Point-per-instance localization data
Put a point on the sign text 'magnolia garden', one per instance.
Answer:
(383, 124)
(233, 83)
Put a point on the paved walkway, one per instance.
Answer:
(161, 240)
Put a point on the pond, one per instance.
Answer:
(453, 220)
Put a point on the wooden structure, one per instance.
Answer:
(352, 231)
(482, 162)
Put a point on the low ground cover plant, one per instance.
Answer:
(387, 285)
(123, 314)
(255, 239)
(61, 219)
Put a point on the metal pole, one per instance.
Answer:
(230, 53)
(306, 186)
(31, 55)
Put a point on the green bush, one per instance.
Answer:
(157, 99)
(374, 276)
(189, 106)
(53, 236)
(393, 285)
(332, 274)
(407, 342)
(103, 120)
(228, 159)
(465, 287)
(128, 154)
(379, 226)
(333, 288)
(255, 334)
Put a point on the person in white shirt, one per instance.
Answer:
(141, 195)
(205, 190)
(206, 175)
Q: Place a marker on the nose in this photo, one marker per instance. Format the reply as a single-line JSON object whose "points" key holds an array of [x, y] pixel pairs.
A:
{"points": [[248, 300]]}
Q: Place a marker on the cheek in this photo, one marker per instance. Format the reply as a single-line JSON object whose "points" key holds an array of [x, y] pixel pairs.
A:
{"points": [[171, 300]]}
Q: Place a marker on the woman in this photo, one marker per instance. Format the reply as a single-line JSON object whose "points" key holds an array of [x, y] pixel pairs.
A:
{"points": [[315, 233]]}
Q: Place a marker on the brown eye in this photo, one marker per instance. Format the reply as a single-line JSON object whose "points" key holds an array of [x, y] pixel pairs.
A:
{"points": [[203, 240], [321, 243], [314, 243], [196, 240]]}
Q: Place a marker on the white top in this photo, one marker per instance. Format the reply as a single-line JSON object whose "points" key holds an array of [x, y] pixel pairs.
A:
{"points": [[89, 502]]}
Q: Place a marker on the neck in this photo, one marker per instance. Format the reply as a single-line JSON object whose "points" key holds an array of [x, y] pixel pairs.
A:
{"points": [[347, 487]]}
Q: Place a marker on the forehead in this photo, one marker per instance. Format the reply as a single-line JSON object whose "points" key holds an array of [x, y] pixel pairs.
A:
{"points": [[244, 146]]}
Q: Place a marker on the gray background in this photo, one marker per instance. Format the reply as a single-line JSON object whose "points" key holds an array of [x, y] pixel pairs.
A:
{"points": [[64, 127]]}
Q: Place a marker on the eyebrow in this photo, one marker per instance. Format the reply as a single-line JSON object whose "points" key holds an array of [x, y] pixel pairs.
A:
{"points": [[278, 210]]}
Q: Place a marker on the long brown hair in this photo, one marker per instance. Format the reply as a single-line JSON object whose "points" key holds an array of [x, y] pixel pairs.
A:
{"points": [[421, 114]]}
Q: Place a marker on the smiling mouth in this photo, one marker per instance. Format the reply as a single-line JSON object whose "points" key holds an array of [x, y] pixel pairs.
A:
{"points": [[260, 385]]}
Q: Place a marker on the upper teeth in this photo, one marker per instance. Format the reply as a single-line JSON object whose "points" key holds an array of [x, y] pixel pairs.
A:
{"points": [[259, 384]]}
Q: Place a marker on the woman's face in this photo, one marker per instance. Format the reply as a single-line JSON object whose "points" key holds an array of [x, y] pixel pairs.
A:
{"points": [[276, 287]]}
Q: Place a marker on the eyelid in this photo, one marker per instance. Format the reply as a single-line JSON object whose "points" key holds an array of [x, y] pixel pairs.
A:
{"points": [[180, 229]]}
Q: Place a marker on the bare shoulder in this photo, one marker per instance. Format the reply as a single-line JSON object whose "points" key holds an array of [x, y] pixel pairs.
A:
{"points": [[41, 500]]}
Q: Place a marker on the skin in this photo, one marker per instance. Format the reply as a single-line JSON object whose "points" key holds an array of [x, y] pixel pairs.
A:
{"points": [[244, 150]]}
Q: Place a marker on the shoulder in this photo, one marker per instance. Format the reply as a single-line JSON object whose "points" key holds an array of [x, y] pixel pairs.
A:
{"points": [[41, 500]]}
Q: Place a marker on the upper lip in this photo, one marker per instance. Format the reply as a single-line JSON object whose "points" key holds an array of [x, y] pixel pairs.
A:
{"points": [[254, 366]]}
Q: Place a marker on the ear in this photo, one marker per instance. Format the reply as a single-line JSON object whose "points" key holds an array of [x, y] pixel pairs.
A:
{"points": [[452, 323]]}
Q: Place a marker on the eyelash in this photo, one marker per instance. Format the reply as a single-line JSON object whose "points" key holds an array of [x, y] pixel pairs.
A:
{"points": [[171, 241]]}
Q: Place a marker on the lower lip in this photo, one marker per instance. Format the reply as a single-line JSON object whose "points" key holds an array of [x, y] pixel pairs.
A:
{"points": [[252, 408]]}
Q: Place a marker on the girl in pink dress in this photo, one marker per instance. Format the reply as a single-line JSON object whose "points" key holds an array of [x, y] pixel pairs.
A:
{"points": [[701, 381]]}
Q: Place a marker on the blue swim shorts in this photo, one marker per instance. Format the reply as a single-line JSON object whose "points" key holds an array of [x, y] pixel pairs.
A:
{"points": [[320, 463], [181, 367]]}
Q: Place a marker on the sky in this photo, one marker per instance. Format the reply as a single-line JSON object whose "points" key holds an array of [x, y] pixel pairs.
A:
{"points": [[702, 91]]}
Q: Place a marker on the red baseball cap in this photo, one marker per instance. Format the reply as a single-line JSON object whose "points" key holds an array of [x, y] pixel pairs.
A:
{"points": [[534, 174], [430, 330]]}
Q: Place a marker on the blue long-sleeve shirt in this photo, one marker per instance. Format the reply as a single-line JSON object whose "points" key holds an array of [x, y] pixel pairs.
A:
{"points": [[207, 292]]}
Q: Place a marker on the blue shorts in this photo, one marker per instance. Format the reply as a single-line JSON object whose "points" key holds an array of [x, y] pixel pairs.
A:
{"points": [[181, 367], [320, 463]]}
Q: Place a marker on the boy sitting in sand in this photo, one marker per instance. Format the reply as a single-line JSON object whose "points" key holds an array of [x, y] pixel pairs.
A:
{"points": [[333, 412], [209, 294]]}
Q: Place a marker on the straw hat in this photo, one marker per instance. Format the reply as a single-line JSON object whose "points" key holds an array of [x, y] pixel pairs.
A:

TASK GOAL: Output the line containing "Q: Place a marker on the ear" and every line after it through the final line of the records above, exactly as written and nothing else.

TASK OUTPUT:
Q: Place a marker on the ear in this photo, one marker per instance. Format the reply as a single-line JSON object whose "points" key holds an array of [x, y] pixel pairs.
A:
{"points": [[452, 323]]}
Q: Place a marker on the eyelash in this photo, one marker per instance. Format the reply as a single-line JSON object whose "points" key holds an array of [x, y] pixel pairs.
A:
{"points": [[171, 241]]}
Q: Place a marker on the lower lip in this photo, one marker per instance. Format the reply as a single-line JSON object whose "points" key holds an array of [x, y] pixel pairs.
A:
{"points": [[252, 408]]}
Q: Place a marker on the girl in pink dress in this photo, one marker per instance. Format the reply as a single-line JSON object whose "points" key holds an array of [x, y] pixel pairs.
A:
{"points": [[701, 381]]}
Q: Place a marker on the blue swim shorts in this photo, one marker per instance. Format the reply as a single-line JSON object whose "points" key holds an array of [x, y] pixel pairs.
A:
{"points": [[320, 463], [181, 367]]}
Q: Place a marker on the sky in this photo, one marker per instance. Format the reply as a single-line JSON object whose "points" key holds an array of [x, y] pixel pairs.
A:
{"points": [[702, 91]]}
Q: Place a marker on the red baseball cap in this photo, one marker per instance. Format the reply as a single-line JSON object whose "points" key holds an array of [x, y] pixel pairs.
A:
{"points": [[534, 174], [430, 330]]}
Q: Place a marker on the blue long-sleeve shirt in this photo, one marker per instance. Format the reply as a single-line JSON object whose "points" key holds an array of [x, y] pixel pairs.
A:
{"points": [[207, 292]]}
Q: Place a marker on the blue shorts in this photo, one marker per instance. Format the reply as a single-line JSON object whose "points" key holds an array of [x, y] pixel pairs.
A:
{"points": [[181, 367], [320, 463]]}
Q: Place a marker on the boy sitting in sand in this photo, one marker per instance. Format the reply as a single-line JSON object whose "points" key holds an array of [x, y] pixel pairs.
A:
{"points": [[333, 412], [209, 294]]}
Q: Place a marker on the straw hat in this photo, one marker per instance. Format the reply as a single-line JSON object whose "points" key holds an array of [x, y] pixel pairs.
A:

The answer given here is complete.